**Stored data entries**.
Content starts

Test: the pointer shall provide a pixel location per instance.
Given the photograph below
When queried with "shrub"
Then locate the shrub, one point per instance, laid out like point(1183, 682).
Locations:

Content ends

Word for word, restate all of the data shown above.

**RESULT FOR THIS EXERCISE**.
Test: the pointer shall provide a pixel location per instance.
Given the photograph below
When queried with "shrub"
Then locate the shrub, one point per instance, laid out like point(1183, 682).
Locations:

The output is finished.